__Given problem__.
Repeat each record below exactly, dropping the pictures.

__The data__.
======

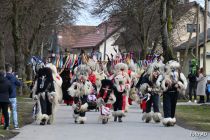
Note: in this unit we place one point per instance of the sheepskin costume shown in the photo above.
(173, 83)
(80, 90)
(120, 94)
(122, 69)
(45, 95)
(152, 90)
(105, 100)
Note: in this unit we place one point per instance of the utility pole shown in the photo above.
(105, 37)
(205, 35)
(197, 32)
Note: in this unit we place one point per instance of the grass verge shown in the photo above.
(194, 117)
(24, 117)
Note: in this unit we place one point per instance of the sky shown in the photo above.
(85, 18)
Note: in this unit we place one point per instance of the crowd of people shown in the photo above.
(8, 100)
(110, 88)
(199, 85)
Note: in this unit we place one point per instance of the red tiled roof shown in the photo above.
(71, 33)
(95, 38)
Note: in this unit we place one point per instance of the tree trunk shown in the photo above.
(2, 56)
(167, 50)
(19, 56)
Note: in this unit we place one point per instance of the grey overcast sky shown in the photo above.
(85, 18)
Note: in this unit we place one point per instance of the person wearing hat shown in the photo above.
(13, 100)
(5, 92)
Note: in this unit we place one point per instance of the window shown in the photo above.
(191, 28)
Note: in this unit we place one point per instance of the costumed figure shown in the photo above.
(47, 93)
(174, 82)
(152, 92)
(80, 90)
(133, 94)
(68, 100)
(121, 90)
(105, 100)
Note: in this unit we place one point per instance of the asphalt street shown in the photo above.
(131, 128)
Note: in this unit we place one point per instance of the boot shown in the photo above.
(120, 119)
(115, 118)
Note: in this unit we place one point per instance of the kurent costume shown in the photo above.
(47, 91)
(174, 82)
(150, 89)
(105, 100)
(121, 90)
(79, 90)
(68, 100)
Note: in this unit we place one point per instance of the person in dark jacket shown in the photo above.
(14, 82)
(5, 92)
(192, 86)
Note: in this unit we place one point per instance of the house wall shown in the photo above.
(180, 34)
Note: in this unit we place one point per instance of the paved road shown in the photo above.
(132, 128)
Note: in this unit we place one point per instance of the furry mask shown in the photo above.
(92, 64)
(120, 83)
(172, 70)
(74, 90)
(121, 68)
(99, 77)
(82, 73)
(88, 88)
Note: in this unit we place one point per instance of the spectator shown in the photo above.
(5, 92)
(201, 87)
(192, 86)
(14, 82)
(208, 90)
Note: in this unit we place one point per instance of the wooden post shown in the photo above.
(197, 32)
(205, 36)
(105, 35)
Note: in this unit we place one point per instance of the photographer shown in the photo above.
(14, 82)
(5, 92)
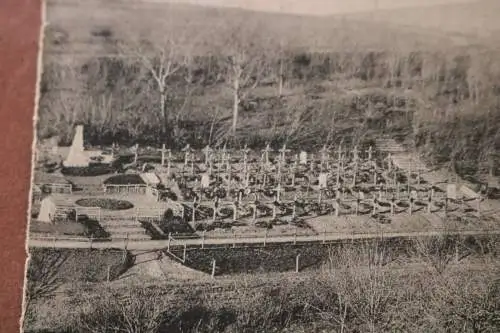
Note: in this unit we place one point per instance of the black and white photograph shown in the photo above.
(283, 166)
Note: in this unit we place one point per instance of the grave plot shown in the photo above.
(221, 192)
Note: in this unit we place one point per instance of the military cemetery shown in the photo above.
(207, 169)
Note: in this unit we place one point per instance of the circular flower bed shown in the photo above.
(104, 203)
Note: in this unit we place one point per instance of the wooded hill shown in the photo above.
(165, 73)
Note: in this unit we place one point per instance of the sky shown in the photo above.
(316, 7)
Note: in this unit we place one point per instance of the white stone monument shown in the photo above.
(77, 156)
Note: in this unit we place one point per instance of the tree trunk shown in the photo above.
(280, 83)
(236, 102)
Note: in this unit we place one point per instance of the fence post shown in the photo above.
(213, 268)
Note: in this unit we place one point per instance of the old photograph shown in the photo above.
(266, 166)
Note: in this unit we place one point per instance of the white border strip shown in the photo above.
(39, 68)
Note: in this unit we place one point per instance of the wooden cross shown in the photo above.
(370, 153)
(324, 156)
(355, 153)
(245, 151)
(169, 161)
(163, 151)
(207, 151)
(265, 154)
(187, 151)
(278, 192)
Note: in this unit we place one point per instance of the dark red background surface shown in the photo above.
(20, 23)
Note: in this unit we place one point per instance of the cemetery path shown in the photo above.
(161, 244)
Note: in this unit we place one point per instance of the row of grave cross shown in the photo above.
(225, 155)
(410, 197)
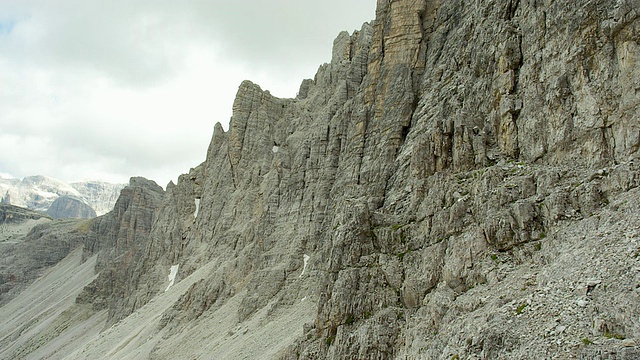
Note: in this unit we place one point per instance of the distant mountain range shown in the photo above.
(39, 193)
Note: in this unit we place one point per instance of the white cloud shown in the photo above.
(109, 90)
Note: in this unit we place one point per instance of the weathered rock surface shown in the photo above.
(461, 181)
(30, 242)
(70, 207)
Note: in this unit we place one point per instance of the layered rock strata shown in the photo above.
(460, 181)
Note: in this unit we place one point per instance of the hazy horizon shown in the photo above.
(107, 91)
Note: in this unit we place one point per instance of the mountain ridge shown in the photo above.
(460, 181)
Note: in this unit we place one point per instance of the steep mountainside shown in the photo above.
(39, 192)
(459, 182)
(99, 194)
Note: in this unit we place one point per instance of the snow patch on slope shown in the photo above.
(172, 276)
(197, 208)
(306, 261)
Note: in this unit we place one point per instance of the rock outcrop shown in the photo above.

======

__Final answer__.
Note: in this unit we place one point per instance of the sheepskin costume shown in the photo above.
(173, 83)
(80, 90)
(120, 94)
(122, 69)
(45, 95)
(152, 90)
(105, 100)
Note: in this unit we place one point per instance of the utility pole shown in the photo above.
(105, 37)
(205, 35)
(197, 32)
Note: in this unit we place one point per instance of the grass verge shown in the photo above.
(194, 117)
(24, 117)
Note: in this unit we place one point per instance of the sky shown in the photo above.
(85, 18)
Note: in this unit we place one point per instance of the crowd of people shown in the photo above.
(8, 100)
(110, 88)
(199, 85)
Note: in this unit we place one point per instance of the red tiled roof shown in the photo above.
(71, 33)
(95, 38)
Note: in this unit we place one point per instance of the tree trunk shown in the photo above.
(2, 56)
(167, 50)
(19, 56)
Note: in this unit we place one point per instance of the grey overcast sky shown in the photo above.
(85, 18)
Note: in this unit we place one point per instance of the person wearing hat shown in the photo above.
(13, 100)
(5, 92)
Note: in this unit we place one point per instance of the window shown in the photo above.
(191, 28)
Note: in this unit we place one point per instance of the costumed figure shown in the photo above.
(47, 93)
(174, 82)
(152, 92)
(80, 90)
(133, 94)
(68, 100)
(121, 90)
(105, 100)
Note: in this unit we place one point per instance of the asphalt street shown in the photo above.
(131, 128)
Note: in this unit we place one point per instance of the boot shown in the photo above.
(120, 119)
(115, 118)
Note: in this unit we place one point per instance of the kurent costume shown in the photo above.
(47, 91)
(174, 82)
(150, 89)
(105, 100)
(121, 90)
(79, 90)
(68, 100)
Note: in this unit we place one point per instance of the person in dark jacket shown in the photo above.
(14, 82)
(5, 92)
(192, 86)
Note: in this unit we place one point per instance of the house wall shown in the photo above.
(180, 34)
Note: in this unit we place one point per instance of the paved road shown in the photo above.
(132, 128)
Note: in this unit we place one point per instance of the furry mask shown in the photo above.
(92, 64)
(120, 83)
(172, 70)
(74, 90)
(121, 68)
(99, 77)
(82, 73)
(88, 88)
Note: in this unit we place one point per instance of the spectator shown in the photo above.
(5, 92)
(201, 87)
(192, 86)
(14, 82)
(208, 90)
Note: in this unit we place one point per instance of the wooden post shown in the photo above.
(197, 32)
(205, 36)
(105, 35)
Note: in this unit we place one point per instance of the photographer shown in the photo above.
(14, 82)
(5, 92)
Note: in this unit we place one point per instance of the black and white photograph shown in the photo above.
(283, 166)
Note: in this unit we place one point per instance of the grave plot shown in the photo above.
(221, 192)
Note: in this unit we place one point per instance of the military cemetery shown in the photo above.
(207, 169)
Note: in this unit we place one point per instance of the circular flower bed shown in the photo above.
(104, 203)
Note: in this unit we place one point per instance of the wooded hill shown in the photo above.
(165, 73)
Note: in this unit we place one point per instance of the sky shown in the photo above.
(316, 7)
Note: in this unit we place one point per instance of the white stone monument shown in the photo above.
(77, 156)
Note: in this unit we place one point per instance of the tree trunk shown in the photo above.
(280, 83)
(236, 102)
Note: in this unit we place one point per instance of the fence post shown in the photo above.
(213, 268)
Note: in this unit we place one point per instance of the old photograph shown in the photo above.
(266, 166)
Note: in this unit we place one point per instance of the white border strip shown in the photo above.
(39, 68)
Note: in this unit we place one point per instance of the wooden cross shown in the photo above.
(370, 153)
(324, 156)
(355, 153)
(245, 151)
(169, 161)
(163, 151)
(207, 151)
(265, 154)
(187, 151)
(278, 192)
Note: in this unit we place one point per instance of the dark red background surface shown in the photo above.
(20, 23)
Note: in this unit we place one point per instance of the cemetery path shown in the photo above.
(161, 244)
Note: in this unit we place one point per instance of the row of grave cross shown in the photo above.
(225, 155)
(410, 197)
Note: in this unit we place one point per instance of the distant mountain range shown in the photo above.
(39, 193)
Note: in this unit we place one point per instance of the white cloud shown in the photo above.
(109, 90)
Note: in this unit we place one point per instance of the weathered rock surface shown in the photo above.
(461, 181)
(30, 242)
(70, 207)
Note: in this unit we place one point per instance of the layered rock strata shown in the photo above.
(460, 181)
Note: in this unit we place one point per instance of the hazy horizon shown in the photo above.
(107, 91)
Note: in this unit we place one point per instance of the mountain ridge shown in the photo above.
(460, 181)
Note: in this unit we place one point per instance of the steep mountainside shown in the photo above.
(39, 192)
(459, 182)
(99, 194)
Note: in this unit we place one point per instance of the snow patch on slope shown in the photo above.
(172, 276)
(197, 208)
(306, 261)
Note: in this unit we place one point per instance of the rock outcrop shown in the photo above.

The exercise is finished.